» **Aim of the exercise**: Set down every entry exactly as given. Pictures are to be left out.

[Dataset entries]
◇ ◇ ◇ ◇ ◇ ◇ ◇
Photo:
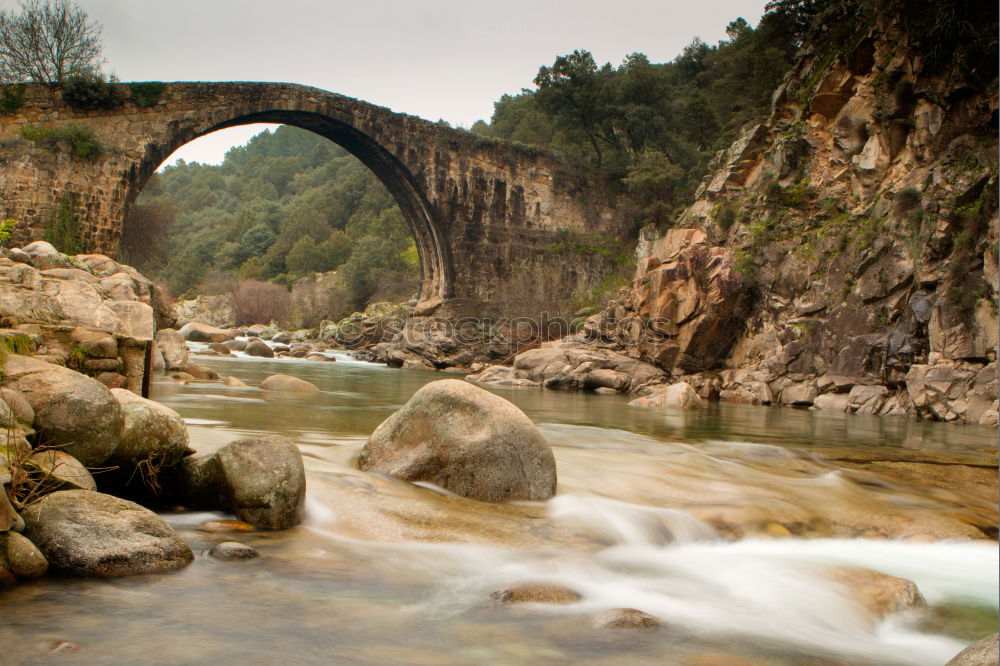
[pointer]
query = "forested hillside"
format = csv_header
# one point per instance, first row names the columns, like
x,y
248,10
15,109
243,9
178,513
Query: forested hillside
x,y
649,129
287,204
291,203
◇ ◇ ◇ ◇ ◇ ◇ ◇
» **Solution for this exercise**:
Photo:
[pointer]
query = "forested hillside"
format = csv_header
# one point per instance, first row names the columns, like
x,y
248,10
15,109
243,9
178,513
Query: forested hillside
x,y
649,129
287,204
291,203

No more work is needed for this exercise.